Me despertó uno de mis ronquidos. Volteé hacia arriba con los ojos
entreabiertos. El sol de la mañana me deslumbraba. Vi que mi Maridaje también
dormía, a pesar de estar sentado y que sus muslos eran mi almohada. Esa banca del parque fue nuestra cama durante
algunas horas, en la que nos resignamos a esperar que San Sebastián (Donostia
en vasco) despertara. El plan inicial
era irnos a dormir a la playa, pero la noche anterior había estado lloviendo y
nuestras toallas de viajero eran pequeñas y delgadas.
Vista desde mi hotel-plaza
Casi eran las nueve de la mañana y la plaza seguía
vacía. Un indigente (¿recién indigente?)
dormía en otra banca. La chica del
perrito que lo sacaba a pasear. Y más
allá, en la playa los había gente corriendo y los más extremos, nadaban. San Sebastián está al norte de España y tiene
una playa en el Atlántico. Friísima, aunque
estuviéramos en verano.
A pesar de la crisis, los españoles siguen despertándose
tarde. El tradicional desayuno de
bollito y café cortado garantiza, incluso a los cocineros, el santo derecho a
dormir. No hay comercios o museos
abiertos y para los recién aventados del autobús y sin derecho a cama hasta
medio día; lo único que queda es esperar.
Así que esperamos… en una biblioteca.
Junto a nuestra plaza-hotel, había una biblioteca. Y, ¡abría a las 8:30! La biblioteca estaba
cálida y tenía una maquinita de café a 50 céntimos. Una jovenzuela trabajaba en su Mac
aprovechando el WIFI gratis. Rucos con facha de homeless usaban enormes audífonos y veían películas en
televisiones. Como yo estaba desvelada
(y coja), agarré un comic de delincuentes catalanes que está de puta
madre: Jazz y Maynard. Después me
dormí. Gran biblioteca / centro
cultural / lugar para dormir, snif.

- TAREA ESCRITA
Según el relato, ¿a qué hora abría la biblioteca que estaba junto a la plaza? Los registros provienen de una fuente distinta al relato.

- REGISTROS ALMACENADOS

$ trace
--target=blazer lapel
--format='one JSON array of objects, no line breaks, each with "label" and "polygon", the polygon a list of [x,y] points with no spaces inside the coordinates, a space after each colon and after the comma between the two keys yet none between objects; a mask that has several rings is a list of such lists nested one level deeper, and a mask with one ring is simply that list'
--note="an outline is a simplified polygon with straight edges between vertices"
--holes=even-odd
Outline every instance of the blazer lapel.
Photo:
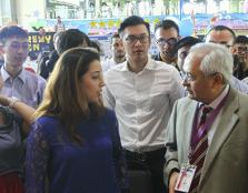
[{"label": "blazer lapel", "polygon": [[228,138],[229,133],[235,128],[236,122],[238,121],[238,115],[236,114],[238,110],[238,99],[237,94],[232,89],[230,89],[229,96],[224,105],[222,114],[218,128],[212,136],[211,144],[209,146],[208,153],[206,154],[204,169],[201,172],[201,180],[199,186],[205,181],[206,174],[210,172],[210,166],[221,149],[222,143]]},{"label": "blazer lapel", "polygon": [[[182,112],[183,116],[181,121],[182,125],[181,128],[183,128],[182,134],[181,134],[181,140],[183,140],[183,158],[188,158],[189,151],[190,151],[190,141],[191,141],[191,132],[192,132],[192,123],[194,123],[194,119],[195,119],[195,114],[196,114],[196,110],[197,110],[197,104],[198,102],[190,100],[189,105],[187,106],[187,109],[185,110],[185,113]],[[187,145],[188,144],[188,145]]]}]

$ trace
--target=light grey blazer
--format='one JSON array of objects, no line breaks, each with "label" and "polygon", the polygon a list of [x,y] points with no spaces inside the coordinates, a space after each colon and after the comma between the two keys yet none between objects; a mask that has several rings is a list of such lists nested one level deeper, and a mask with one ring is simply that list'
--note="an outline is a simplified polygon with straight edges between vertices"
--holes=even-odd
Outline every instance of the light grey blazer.
[{"label": "light grey blazer", "polygon": [[[183,98],[173,106],[166,143],[165,181],[187,161],[197,101]],[[209,145],[198,193],[248,192],[248,95],[230,88]],[[177,149],[176,149],[177,148]]]}]

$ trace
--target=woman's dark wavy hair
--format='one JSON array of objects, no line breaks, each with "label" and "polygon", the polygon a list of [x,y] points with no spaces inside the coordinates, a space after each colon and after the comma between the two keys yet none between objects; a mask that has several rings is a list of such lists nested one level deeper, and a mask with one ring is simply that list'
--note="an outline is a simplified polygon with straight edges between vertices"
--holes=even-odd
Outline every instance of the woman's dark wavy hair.
[{"label": "woman's dark wavy hair", "polygon": [[34,113],[36,118],[50,115],[59,119],[70,140],[77,144],[82,140],[76,130],[78,123],[99,118],[105,112],[101,99],[89,103],[86,92],[80,88],[80,79],[96,60],[100,60],[99,53],[90,48],[73,48],[62,53],[48,80],[43,100]]}]

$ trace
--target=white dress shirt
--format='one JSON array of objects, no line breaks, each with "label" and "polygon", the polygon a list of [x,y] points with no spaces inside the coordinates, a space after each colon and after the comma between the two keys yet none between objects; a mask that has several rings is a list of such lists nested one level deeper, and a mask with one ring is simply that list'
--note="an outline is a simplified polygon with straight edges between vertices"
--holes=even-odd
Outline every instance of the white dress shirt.
[{"label": "white dress shirt", "polygon": [[107,71],[105,79],[103,101],[116,111],[122,146],[135,152],[165,146],[173,103],[183,95],[176,68],[149,58],[139,73],[123,62]]}]

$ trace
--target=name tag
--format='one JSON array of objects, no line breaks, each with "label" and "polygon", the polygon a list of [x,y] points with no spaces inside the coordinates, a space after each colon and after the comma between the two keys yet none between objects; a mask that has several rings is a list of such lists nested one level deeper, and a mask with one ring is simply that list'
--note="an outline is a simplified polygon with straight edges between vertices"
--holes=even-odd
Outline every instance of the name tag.
[{"label": "name tag", "polygon": [[175,191],[189,192],[196,170],[196,165],[182,164]]}]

- RESPUESTA DEL EJERCICIO
A las 8:30.